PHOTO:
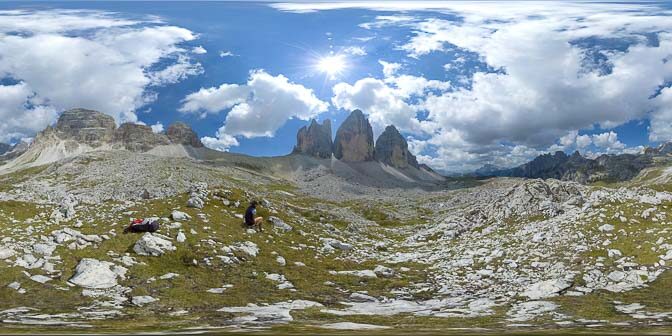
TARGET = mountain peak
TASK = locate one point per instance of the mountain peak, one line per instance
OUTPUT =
(354, 139)
(181, 133)
(392, 149)
(86, 126)
(315, 140)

━━━━━━━━

Once the pictures are dropped, set down everything else in the records exactly.

PHOTO:
TARGET = mountain peak
TASK = locate one point per instance of the mountain peak, one line per instance
OUTPUT =
(354, 139)
(181, 133)
(392, 149)
(86, 126)
(315, 140)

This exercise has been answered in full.